---------- Texte à étudier ----------

Je devais pourtant aller à Vienne pour apprendre plus de cette curieuse histoire linguistico-artistique. Il ne suffit pas de voir les chefs d’oeuvres, il faut aussi les comprendre. L’exposition de Vienne – en fait une collection temporaire itinérante montrée d’abord en 2008 en Allemagne (Cologne), puis en Italie (Florence) avant d’arriver cette automne dans la capitale autrichienne – se fixe comme but justement l’explication de ce phénomène à multiples visages et significations. Nous suivons les salles comme les classes d’école: à la fin, nous pouvons ou pourrions passer l'examen. Répondre par exemple à la question: comment ce mot a-t-il pu devenir une insulte et cette insulte une valeur?

Eh bien, nous apprenons à Vienne que, il y a un siècle et demi, le mot impression – au delà de la sensation causée par un paysage ou une scène – avait aussi un sens technique puisque c’était le nom de la première couche de peinture sur la toile. Dans la peinture académique, classiciste – et officiellement reconnue – du 19e siècle, ce n’était que la base de l’oeuvre que l'artiste devait ensuite élaborer dans l’atelier selon les canons bien définis de l’époque. L’herbe devait être verte et le ciel bleu, etc. Or les „impressionistes” ont peint sur place, en plein air, ce qu’ils ont réellement cru découvrir dans la lumière du moment: l’herbe ainsi pouvait devenir noir et le ciel vert, par exemple. Une révolution! Pardon – une sensation, une impression. Un scandale, car les gardiens acharnés de l’académisme veillaient à ce que seules les oeuvres qui correspondaient à leurs canons „officiels” puissent être exposées et reconnues par les différentes distinctions de l’époque. Or Monet, Seurat, Sisley, Signac, Morisot, Cézanne, Renoir, Van Gogh, Morisot, Pissarro et les autres qui, à un moment ou autre, ont fait partie de ce mouvement, ont tous rejeté ces prescriptions artificielles. Ils n’avaient pas de programme commun préétabli mais voulaient montrer leurs découvertes de couleur et de lumière.

---------- Données fournies ----------

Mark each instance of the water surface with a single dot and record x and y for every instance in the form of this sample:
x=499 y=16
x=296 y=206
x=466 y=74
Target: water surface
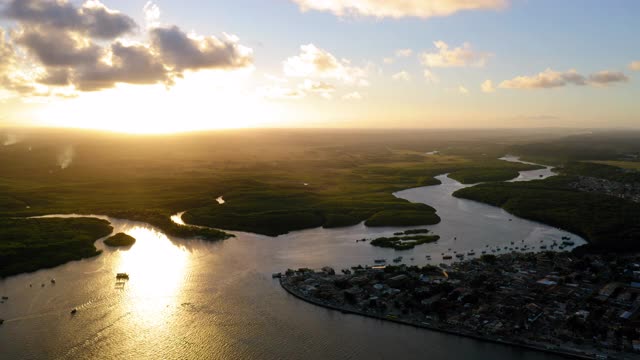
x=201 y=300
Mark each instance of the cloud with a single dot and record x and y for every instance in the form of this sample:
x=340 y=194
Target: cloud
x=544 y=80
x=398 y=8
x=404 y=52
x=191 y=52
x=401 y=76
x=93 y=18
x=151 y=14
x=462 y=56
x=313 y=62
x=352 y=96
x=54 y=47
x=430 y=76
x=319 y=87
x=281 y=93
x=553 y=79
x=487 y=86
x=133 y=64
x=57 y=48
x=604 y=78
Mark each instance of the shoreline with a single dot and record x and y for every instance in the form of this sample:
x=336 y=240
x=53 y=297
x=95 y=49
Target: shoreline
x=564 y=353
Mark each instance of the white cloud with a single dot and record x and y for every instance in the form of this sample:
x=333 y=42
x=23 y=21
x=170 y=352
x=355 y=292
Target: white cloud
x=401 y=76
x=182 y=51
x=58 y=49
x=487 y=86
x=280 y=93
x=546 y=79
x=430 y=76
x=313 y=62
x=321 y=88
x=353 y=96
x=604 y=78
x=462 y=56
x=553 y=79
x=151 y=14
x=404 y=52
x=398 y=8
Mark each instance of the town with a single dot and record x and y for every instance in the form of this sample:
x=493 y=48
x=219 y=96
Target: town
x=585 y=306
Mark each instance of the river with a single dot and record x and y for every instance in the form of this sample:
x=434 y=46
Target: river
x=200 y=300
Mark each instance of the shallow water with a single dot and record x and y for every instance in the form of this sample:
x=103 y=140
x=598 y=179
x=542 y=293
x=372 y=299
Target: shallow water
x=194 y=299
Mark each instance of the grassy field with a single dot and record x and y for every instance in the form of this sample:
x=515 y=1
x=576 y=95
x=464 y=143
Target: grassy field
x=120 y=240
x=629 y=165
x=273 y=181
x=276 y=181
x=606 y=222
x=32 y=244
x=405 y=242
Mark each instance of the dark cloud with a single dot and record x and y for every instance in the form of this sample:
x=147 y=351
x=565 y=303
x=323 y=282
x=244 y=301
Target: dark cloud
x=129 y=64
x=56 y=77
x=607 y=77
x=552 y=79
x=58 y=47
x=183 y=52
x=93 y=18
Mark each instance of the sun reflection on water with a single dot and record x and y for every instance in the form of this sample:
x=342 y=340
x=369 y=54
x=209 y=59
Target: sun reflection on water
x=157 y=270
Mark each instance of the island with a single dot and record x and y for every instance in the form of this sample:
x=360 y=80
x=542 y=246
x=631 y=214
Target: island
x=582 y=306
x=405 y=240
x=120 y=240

----------
---------- Données fournies ----------

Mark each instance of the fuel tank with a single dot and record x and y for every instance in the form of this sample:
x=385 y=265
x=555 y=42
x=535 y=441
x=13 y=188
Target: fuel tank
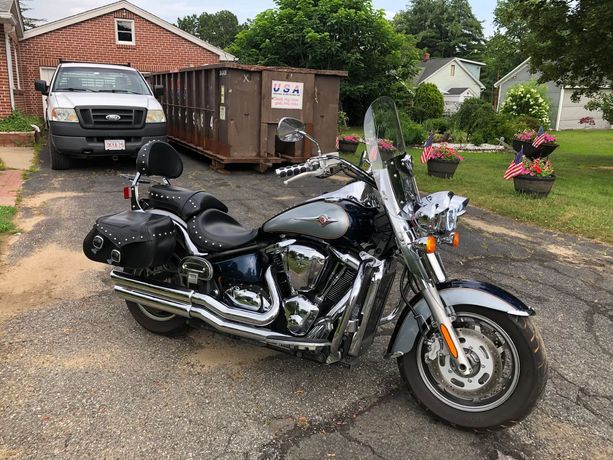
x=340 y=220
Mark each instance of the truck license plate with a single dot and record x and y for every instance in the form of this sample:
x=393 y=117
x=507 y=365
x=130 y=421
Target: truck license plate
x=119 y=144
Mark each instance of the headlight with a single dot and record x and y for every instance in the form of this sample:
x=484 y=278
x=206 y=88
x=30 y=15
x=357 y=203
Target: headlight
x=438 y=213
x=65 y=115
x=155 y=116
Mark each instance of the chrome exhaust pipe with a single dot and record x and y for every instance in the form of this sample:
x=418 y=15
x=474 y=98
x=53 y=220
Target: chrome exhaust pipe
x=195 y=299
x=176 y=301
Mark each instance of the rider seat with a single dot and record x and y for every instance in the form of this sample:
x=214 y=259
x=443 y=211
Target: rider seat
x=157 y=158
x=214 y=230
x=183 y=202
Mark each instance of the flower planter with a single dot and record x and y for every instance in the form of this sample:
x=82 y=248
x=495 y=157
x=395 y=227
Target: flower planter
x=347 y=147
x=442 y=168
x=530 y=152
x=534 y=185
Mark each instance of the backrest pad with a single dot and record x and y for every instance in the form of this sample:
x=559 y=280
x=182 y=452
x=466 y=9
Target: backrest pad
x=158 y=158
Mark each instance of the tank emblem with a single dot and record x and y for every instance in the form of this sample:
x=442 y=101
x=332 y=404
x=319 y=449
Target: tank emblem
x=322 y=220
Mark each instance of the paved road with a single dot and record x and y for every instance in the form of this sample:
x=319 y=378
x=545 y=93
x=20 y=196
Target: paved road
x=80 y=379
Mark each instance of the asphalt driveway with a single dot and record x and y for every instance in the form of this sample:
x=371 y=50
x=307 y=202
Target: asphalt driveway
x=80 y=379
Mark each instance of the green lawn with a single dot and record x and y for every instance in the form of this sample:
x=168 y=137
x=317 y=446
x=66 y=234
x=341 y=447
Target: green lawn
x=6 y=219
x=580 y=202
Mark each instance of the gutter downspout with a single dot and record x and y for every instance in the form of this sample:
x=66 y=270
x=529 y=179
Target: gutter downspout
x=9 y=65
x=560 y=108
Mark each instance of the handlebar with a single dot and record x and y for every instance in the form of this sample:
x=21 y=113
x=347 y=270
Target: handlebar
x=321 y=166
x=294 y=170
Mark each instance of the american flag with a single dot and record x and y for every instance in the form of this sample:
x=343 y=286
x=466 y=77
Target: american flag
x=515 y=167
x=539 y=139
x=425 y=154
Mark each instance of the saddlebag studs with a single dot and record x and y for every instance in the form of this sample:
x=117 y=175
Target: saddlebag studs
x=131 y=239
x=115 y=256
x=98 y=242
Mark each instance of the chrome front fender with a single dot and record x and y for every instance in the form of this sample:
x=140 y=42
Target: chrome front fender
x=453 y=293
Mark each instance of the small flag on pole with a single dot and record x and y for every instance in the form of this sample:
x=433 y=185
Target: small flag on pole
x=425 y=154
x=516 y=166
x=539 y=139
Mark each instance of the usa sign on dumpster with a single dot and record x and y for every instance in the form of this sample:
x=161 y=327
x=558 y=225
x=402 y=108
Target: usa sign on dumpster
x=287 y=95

----------
---------- Données fournies ----------

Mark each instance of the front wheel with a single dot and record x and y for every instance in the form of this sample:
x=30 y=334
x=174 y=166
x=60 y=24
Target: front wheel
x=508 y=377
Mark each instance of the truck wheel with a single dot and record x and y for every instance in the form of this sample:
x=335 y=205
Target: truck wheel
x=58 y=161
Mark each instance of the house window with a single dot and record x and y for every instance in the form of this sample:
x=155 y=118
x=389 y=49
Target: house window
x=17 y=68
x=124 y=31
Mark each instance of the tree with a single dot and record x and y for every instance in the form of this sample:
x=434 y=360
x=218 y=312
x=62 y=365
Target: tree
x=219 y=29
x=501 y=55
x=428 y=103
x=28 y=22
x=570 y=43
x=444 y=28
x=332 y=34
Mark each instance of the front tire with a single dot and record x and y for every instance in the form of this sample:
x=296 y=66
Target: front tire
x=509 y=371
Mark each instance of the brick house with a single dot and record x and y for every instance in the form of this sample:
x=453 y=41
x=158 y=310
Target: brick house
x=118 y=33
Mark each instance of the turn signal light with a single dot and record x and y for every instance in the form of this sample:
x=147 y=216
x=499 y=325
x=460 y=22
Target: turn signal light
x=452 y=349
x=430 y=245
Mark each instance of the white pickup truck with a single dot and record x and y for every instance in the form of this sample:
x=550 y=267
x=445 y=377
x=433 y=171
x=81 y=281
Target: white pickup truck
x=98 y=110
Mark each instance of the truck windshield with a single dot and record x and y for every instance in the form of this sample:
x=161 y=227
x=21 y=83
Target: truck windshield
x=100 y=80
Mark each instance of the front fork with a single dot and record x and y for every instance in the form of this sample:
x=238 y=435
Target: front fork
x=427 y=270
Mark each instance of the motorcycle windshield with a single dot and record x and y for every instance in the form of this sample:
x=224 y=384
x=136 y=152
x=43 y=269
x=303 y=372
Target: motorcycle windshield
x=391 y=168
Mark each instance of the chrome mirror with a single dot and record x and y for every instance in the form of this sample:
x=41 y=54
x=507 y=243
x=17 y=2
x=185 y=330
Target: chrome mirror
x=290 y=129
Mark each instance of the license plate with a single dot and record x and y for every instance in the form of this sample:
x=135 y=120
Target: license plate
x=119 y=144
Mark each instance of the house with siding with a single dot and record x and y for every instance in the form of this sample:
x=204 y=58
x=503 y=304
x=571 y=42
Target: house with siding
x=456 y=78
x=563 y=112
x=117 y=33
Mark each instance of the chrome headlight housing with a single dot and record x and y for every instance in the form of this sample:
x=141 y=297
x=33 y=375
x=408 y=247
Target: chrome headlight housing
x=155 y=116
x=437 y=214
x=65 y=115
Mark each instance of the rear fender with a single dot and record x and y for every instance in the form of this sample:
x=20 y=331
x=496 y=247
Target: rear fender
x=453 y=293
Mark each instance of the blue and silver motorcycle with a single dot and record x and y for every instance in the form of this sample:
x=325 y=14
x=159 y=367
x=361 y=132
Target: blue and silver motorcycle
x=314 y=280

----------

### Travail à faire:
1. Les affirmations suivantes sont-elles conformes au texte sur l'impressionnisme ? Répondez par oui ou par non à chacune, en citant les mots du texte qui tranchent.
(a) L'exposition a d'abord été présentée à Florence.
(b) Le mot impression désignait aussi la première couche de peinture sur la toile.
(c) Les impressionnistes suivaient un programme commun fixé à l'avance.
2. Répondez brièvement à ces questions sur le texte consacré à l'impressionnisme.
(a) En quelle année l'exposition a-t-elle été montrée pour la première fois ?
(b) Où les impressionnistes ont-ils peint ?
(c) Que voulaient montrer ces peintres ?
3. Recopiez sans rien changer le passage du texte sur l'impressionnisme qui commence par « Je devais pourtant » et se poursuit jusqu'à « insulte une valeur? ».

### Corrigé:
1.
(a) Non : « montrée d’abord en 2008 en Allemagne (Cologne), puis en Italie (Florence) »
(b) Oui : « c’était le nom de la première couche de peinture sur la toile »
(c) Non : « Ils n’avaient pas de programme commun préétabli »

2.
(a) En 2008.
(b) Sur place, en plein air.
(c) Leurs découvertes de couleur et de lumière.

3.
Je devais pourtant aller à Vienne pour apprendre plus de cette curieuse histoire linguistico-artistique. Il ne suffit pas de voir les chefs d’oeuvres, il faut aussi les comprendre. L’exposition de Vienne – en fait une collection temporaire itinérante montrée d’abord en 2008 en Allemagne (Cologne), puis en Italie (Florence) avant d’arriver cette automne dans la capitale autrichienne – se fixe comme but justement l’explication de ce phénomène à multiples visages et significations. Nous suivons les salles comme les classes d’école: à la fin, nous pouvons ou pourrions passer l'examen. Répondre par exemple à la question: comment ce mot a-t-il pu devenir une insulte et cette insulte une valeur?